> _AIM_
Find each line in the items that contains the word "river", and copy those lines out.
▶
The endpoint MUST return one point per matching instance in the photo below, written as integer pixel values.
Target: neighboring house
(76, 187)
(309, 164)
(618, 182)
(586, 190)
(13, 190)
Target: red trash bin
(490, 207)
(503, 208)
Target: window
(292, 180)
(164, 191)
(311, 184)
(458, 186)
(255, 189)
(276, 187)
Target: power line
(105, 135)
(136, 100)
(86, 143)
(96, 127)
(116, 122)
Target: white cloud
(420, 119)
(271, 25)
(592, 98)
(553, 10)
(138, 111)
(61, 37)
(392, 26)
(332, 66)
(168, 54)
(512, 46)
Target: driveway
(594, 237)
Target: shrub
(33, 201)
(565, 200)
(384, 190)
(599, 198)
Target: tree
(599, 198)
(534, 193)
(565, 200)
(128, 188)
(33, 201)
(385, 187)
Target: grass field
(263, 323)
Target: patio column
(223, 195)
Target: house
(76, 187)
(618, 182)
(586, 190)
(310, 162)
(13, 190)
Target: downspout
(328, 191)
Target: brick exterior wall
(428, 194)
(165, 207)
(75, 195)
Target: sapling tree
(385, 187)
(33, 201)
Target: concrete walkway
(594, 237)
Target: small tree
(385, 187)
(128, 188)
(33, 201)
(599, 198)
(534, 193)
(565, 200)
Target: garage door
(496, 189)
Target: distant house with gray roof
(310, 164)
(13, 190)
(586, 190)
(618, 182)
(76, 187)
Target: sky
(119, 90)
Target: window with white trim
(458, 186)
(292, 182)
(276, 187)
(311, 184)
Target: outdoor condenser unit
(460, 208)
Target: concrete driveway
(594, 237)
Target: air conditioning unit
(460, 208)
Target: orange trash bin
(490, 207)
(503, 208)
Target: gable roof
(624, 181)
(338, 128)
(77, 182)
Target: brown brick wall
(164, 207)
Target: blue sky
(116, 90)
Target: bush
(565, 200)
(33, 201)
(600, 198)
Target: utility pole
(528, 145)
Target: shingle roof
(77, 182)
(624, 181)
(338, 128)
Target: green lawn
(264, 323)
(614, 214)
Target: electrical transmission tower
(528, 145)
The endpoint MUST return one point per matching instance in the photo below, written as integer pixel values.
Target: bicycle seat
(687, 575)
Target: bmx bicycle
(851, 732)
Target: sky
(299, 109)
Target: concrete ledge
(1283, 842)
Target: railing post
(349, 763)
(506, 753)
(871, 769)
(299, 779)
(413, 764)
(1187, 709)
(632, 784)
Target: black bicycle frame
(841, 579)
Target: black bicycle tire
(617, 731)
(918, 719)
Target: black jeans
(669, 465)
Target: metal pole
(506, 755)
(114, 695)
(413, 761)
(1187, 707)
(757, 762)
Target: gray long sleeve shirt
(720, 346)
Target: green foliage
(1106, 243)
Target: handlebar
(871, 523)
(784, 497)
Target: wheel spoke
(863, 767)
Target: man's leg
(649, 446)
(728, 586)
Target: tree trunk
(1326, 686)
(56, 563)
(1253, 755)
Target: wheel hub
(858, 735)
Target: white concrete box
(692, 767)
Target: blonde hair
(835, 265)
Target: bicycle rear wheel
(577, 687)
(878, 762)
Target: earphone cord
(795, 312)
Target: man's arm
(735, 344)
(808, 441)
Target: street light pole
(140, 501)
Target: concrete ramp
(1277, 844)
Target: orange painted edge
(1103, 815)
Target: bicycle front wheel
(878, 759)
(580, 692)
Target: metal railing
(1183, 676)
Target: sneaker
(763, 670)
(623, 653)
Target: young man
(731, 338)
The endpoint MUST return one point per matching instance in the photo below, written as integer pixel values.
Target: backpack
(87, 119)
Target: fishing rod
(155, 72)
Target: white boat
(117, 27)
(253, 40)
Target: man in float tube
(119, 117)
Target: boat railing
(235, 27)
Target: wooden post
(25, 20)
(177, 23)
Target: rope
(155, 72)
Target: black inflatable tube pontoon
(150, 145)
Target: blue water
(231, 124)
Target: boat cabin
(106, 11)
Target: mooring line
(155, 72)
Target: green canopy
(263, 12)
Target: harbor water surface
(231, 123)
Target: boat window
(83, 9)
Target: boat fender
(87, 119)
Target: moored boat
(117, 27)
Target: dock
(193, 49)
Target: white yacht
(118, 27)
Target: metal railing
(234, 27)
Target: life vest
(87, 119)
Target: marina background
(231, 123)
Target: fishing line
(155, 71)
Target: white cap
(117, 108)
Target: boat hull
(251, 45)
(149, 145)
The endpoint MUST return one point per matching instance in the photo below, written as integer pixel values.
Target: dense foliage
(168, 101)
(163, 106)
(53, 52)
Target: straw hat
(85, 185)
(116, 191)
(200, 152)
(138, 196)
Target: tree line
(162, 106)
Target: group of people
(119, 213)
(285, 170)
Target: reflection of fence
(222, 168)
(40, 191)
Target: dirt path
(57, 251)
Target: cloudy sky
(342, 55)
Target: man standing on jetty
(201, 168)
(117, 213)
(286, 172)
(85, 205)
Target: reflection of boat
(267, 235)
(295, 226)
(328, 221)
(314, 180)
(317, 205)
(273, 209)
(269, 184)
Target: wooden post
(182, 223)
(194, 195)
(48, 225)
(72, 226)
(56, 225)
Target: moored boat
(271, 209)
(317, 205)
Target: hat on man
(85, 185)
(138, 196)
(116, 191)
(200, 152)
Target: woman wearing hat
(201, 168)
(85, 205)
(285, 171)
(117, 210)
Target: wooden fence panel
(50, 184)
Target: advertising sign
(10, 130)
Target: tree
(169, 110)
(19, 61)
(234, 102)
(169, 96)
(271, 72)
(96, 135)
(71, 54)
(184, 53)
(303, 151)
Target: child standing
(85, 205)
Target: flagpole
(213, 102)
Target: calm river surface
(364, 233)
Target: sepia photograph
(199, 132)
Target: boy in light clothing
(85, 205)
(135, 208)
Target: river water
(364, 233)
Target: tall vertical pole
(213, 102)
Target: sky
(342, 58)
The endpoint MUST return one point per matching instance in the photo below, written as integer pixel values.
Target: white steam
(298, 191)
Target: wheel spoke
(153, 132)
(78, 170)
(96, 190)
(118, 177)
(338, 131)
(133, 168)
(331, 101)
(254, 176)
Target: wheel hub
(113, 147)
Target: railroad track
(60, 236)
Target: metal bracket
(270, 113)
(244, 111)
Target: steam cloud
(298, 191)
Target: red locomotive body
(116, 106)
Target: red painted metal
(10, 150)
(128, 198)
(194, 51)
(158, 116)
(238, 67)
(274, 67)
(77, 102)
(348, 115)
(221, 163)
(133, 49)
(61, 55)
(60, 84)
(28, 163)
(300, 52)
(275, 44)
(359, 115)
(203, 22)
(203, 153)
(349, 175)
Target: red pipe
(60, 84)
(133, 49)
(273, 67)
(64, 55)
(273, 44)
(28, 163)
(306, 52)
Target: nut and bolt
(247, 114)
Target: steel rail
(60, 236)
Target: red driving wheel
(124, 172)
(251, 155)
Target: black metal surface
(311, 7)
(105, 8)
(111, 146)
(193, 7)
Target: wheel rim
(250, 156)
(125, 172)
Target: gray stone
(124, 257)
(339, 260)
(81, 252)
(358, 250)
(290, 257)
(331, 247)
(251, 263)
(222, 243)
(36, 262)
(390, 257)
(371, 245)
◀
▶
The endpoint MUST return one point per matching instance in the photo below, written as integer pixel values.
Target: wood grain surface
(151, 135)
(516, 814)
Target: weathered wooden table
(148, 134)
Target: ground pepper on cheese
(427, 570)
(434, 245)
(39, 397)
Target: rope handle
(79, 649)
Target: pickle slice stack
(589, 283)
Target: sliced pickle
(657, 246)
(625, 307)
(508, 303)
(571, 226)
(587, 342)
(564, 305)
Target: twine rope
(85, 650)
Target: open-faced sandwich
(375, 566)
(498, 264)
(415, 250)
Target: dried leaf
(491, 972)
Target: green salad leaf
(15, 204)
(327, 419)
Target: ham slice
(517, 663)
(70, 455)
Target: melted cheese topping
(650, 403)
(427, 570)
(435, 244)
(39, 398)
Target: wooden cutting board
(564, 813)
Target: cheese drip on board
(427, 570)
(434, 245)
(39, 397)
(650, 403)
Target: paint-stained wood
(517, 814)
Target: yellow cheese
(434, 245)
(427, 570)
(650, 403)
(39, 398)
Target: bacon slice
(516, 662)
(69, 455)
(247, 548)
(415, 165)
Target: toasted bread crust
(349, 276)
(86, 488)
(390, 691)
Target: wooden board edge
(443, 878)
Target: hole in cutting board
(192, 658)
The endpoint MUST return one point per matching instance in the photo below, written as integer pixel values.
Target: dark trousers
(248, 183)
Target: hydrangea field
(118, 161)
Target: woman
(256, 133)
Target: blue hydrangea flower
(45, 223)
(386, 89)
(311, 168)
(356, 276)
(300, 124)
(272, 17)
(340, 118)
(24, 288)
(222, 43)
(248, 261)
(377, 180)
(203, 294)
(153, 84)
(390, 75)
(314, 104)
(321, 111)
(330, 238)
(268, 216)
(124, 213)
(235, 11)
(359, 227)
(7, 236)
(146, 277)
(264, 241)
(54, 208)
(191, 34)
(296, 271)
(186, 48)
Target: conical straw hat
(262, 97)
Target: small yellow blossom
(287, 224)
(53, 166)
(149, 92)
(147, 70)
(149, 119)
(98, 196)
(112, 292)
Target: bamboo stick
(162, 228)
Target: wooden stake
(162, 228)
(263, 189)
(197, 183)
◀
▶
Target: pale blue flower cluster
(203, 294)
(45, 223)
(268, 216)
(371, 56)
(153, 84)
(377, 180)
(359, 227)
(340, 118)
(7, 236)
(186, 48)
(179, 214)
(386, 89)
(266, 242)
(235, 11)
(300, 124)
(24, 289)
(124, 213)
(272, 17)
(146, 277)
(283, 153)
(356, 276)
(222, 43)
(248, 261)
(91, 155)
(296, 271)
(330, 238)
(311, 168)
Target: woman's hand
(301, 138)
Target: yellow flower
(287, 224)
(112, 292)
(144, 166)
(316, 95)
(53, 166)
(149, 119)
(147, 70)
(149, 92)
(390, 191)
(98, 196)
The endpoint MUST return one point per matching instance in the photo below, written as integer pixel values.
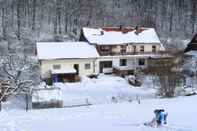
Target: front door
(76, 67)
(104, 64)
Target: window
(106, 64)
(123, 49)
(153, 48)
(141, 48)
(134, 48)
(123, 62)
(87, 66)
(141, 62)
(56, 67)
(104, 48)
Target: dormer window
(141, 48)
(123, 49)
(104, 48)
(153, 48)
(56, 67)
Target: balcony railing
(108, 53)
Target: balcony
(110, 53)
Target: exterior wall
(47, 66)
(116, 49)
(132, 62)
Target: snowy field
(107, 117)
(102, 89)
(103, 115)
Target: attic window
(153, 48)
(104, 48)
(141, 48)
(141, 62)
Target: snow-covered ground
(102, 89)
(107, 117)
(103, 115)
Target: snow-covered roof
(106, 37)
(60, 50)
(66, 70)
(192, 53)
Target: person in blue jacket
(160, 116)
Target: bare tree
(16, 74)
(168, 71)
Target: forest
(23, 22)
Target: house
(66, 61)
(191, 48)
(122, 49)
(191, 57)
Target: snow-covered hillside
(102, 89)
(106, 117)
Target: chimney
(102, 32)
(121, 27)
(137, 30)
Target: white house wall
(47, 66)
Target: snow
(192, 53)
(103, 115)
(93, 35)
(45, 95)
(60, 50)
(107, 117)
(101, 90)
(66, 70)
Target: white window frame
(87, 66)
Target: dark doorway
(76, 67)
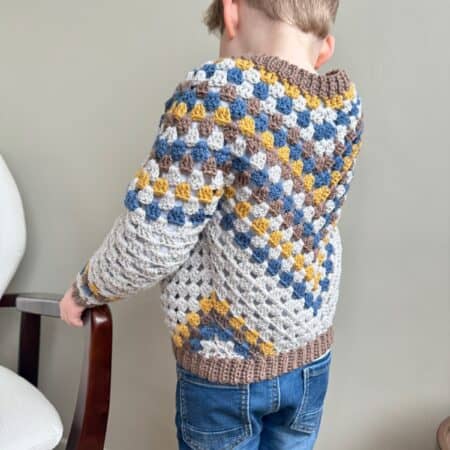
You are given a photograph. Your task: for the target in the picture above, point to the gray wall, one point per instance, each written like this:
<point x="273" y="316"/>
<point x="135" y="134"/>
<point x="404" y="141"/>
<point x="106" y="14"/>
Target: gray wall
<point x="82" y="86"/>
◀
> _RESPONSE_
Target: calm river surface
Target: river water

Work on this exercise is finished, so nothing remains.